Poursuivez le récit ci-dessous, consacré à un parcours d’autodidacte dans le design, en reprenant après sa dernière phrase.

▶ [TEXTE FOURNI]
▼▼▼

Retour sur mon parcours de salarié, d’auto entrepreneur et d’autodidacte

Ce billet est une rétrospective anniversaire, un bilan, un témoignage qui peut éventuellement servir à d’autres autodidactes. Avant toute autre chose je souhaite préciser que j’ai eu de la chance et que j’en suis conscient. Je souhaite à tous ceux qui se lancent d’avoir la force nécessaire pour continuer quand on doute, je leur souhaite également de rencontrer les bonnes personnes pour avoir ce soutien nécessaire permettant de retrouver l’énergie dans les moments ou l’on est prêt à abandonner. Pour celles et ceux qui se lancent, qui arrivent sur le marché et qui comme moi sont autodidactes, sachez que malgré un enchevêtrement de techniques et un paysage de technologies de plus en plus vaste et complexe à appréhender, nous n’avons jamais été aussi libres de pouvoir apprendre par nous-mêmes. Tout est disponible en ligne sur plus ou moins tous les sujets. Beaucoup de mes contacts graphistes ou designers avec bien plus de talent ont abandonné faute de clients ou de manque de ténacité. Alors si ça peut aider ou inspirer voilà mon humble et tortueux cheminement durant ces 20 premières années.


Mauvais départ

De 1996 à 2016, 20 ans de design, 20 ans de réussites de tentatives et d’échecs ! C’est l’occasion de faire un peu le point sur cette ‘’carrière’’ (ce que je ne pensais même pas dire un jour). En réalité 20 ans ce n’est pas tout à fait exact, car de 1996 à 1999, sont des années de projets personnels pour la famille ou les amis, réalisés avec pour principal but mon autoformation. Autoformation que j’ai commencée en quittant l’école. En cause ? Mon attitude et mes résultats, mais également une envie de faire les choses par moi-même et de prendre mon indépendance. Mes parents ont eu la bienveillance de me suivre et de me comprendre, à la condition d’avoir un job et de me confronter à la réalité. À 16 ans un apprentissage dans le bâtiment et un crédit (de 37 000 francs, oui des francs) pour du matériel informatique payé en deux ans par cette source de revenus étaient donc mes nouvelles responsabilités. Je ne savais pas si j’allais pouvoir renverser la situation et faire de ma passion une source de revenus stables. L’air glacé du travail sur les chantiers a définitivement exalté ma motivation à me sortir de là. Mes semaines étaient donc composées de manutention en journée et d’infographie la nuit et les week-ends.

▲▲▲

(Libellés des points d’objet)

▼▼▼

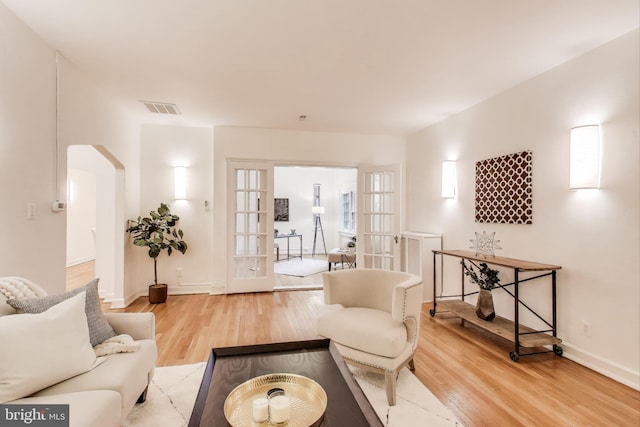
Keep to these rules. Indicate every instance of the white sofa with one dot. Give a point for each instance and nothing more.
(104, 395)
(374, 319)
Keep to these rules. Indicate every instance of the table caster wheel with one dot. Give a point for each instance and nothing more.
(557, 350)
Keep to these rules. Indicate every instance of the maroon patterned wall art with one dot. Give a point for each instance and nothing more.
(504, 189)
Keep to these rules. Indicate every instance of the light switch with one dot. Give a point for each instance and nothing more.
(31, 210)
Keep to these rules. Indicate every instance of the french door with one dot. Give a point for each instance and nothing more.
(379, 217)
(249, 226)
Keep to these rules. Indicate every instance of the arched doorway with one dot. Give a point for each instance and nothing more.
(106, 228)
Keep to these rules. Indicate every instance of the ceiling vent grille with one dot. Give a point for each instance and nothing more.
(162, 107)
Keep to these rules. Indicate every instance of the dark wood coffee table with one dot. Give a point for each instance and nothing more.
(316, 359)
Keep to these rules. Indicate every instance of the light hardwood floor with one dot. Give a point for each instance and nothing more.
(468, 369)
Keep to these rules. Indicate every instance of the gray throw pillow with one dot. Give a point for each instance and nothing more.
(99, 328)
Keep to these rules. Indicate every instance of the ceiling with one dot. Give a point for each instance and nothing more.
(355, 66)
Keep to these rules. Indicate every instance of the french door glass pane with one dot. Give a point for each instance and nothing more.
(250, 224)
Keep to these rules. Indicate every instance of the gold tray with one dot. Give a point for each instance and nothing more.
(308, 400)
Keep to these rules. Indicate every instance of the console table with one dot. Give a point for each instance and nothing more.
(288, 237)
(521, 336)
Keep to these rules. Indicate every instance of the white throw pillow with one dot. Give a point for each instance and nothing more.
(39, 350)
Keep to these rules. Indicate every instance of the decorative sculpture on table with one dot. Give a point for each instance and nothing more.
(485, 244)
(487, 279)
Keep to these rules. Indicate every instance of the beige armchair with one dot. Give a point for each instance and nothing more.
(374, 320)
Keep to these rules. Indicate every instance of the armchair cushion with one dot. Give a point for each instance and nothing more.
(99, 328)
(39, 350)
(369, 330)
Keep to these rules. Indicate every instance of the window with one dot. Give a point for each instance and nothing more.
(349, 211)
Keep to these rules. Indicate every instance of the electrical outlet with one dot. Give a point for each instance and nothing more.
(586, 328)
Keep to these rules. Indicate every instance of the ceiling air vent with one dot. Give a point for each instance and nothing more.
(161, 107)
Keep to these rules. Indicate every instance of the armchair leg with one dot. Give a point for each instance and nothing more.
(390, 378)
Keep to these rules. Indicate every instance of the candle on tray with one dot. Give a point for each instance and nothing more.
(260, 409)
(279, 409)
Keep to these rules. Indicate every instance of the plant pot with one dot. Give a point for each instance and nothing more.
(158, 293)
(484, 306)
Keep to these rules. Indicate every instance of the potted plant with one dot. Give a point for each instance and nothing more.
(351, 244)
(158, 232)
(487, 279)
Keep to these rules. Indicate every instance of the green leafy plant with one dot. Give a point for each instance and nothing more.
(158, 232)
(486, 278)
(352, 242)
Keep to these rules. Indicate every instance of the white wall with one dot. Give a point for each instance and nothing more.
(27, 157)
(593, 235)
(288, 147)
(296, 184)
(163, 148)
(36, 248)
(81, 216)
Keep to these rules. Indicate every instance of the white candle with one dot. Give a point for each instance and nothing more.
(260, 409)
(279, 409)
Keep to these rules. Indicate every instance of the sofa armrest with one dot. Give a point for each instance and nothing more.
(138, 325)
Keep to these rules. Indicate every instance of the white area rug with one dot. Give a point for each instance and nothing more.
(300, 268)
(173, 392)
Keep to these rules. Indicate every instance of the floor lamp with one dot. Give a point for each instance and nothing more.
(317, 211)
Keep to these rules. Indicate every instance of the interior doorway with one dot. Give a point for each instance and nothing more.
(95, 218)
(333, 189)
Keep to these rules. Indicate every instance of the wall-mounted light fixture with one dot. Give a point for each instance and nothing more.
(584, 166)
(448, 179)
(180, 183)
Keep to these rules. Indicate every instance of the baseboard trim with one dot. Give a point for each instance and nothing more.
(605, 367)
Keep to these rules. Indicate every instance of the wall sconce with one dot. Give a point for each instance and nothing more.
(180, 183)
(584, 165)
(448, 179)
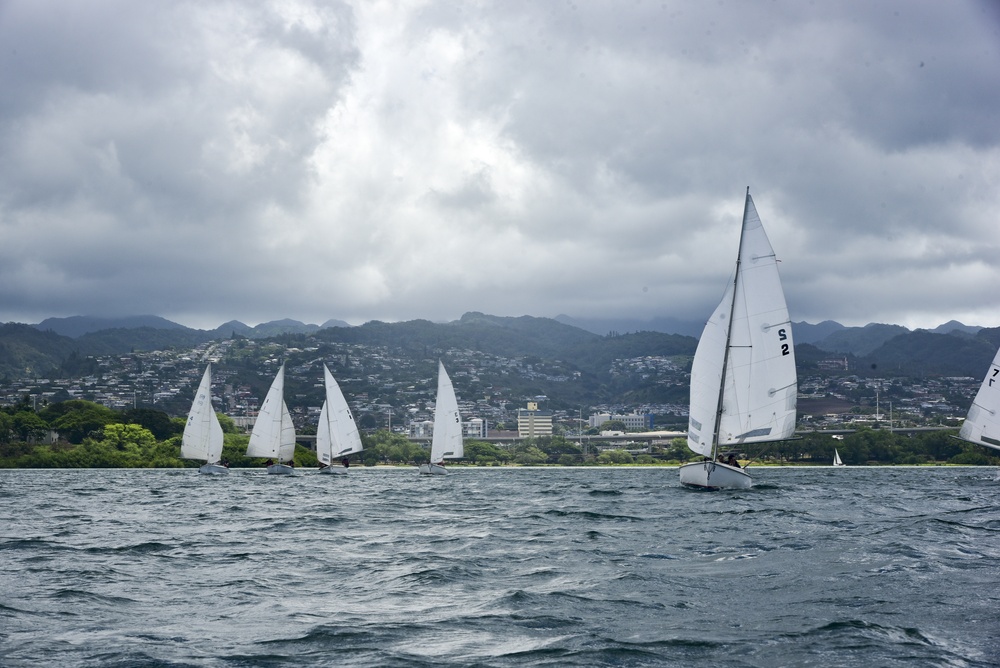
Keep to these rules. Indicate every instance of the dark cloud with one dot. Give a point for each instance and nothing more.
(321, 160)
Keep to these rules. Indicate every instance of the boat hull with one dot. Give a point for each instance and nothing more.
(715, 475)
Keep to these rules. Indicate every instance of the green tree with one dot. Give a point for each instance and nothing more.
(128, 437)
(159, 423)
(76, 419)
(614, 457)
(530, 456)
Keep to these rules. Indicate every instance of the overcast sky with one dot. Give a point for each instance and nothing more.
(208, 161)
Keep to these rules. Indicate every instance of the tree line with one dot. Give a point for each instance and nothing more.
(90, 435)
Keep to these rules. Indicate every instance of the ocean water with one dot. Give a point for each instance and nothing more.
(500, 567)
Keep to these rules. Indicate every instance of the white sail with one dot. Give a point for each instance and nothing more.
(743, 380)
(447, 440)
(982, 424)
(273, 433)
(202, 437)
(337, 435)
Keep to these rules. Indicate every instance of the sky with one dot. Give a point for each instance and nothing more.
(207, 161)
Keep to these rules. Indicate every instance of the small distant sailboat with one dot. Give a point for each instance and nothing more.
(202, 437)
(273, 434)
(337, 435)
(447, 440)
(743, 379)
(982, 424)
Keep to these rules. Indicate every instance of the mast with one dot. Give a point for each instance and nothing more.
(729, 336)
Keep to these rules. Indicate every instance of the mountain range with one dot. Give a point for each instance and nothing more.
(950, 349)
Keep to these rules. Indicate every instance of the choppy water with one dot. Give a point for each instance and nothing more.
(500, 567)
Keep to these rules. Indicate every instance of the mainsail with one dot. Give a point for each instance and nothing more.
(743, 380)
(982, 425)
(202, 437)
(337, 434)
(447, 440)
(273, 433)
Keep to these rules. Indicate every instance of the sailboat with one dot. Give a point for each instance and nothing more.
(337, 434)
(202, 437)
(273, 434)
(982, 424)
(743, 380)
(447, 440)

▲▲▲

▶ [RÉSULTAT DE LA TÂCHE]
Savoir tout remettre en question !

Même, si je peux dire que j’ai certaines bases et connaissances maintenant, ce métier a de génial, la nécessité de rester actifs et en alerte sur ses mutations, ses nouvelles technologies. C’est un exercice permanent d’observation, et de décomposition des images, des techniques, et des courants esthétiques. Concernant l’esthétique justement, je pense que je n’ai toujours pas trouvé un style que l’on pourrait m’attribuer, une patte en quelque sorte ou en quelques secondes je serai identifié, et c’est d’ailleurs là une grande source de frustration. Mais est-ce forcement nécessaire pour exercer ce métier ? Savoir s’adapter à la demande que l’on nous soumet n’est-il pas suffisant pour performer ? Un artisan, voilà un adjectif qui me sied davantage. Un artisan parfois copiste mais toujours à l’écoute des tendances et des clients ainsi que de leurs besoins. Copiste car il y a souvent des styles, des paradigmes que l’on peut appliquer et qui rempliront aisément la mission attendue. Appliquer une technique à un besoin et ne pas imposer forcément son style, ne pas déformer un propos, un besoin pour satisfaire ses envies artistiques. Je n’ai pas forcément de style mais je le cherche toujours en continuant de m’interroger.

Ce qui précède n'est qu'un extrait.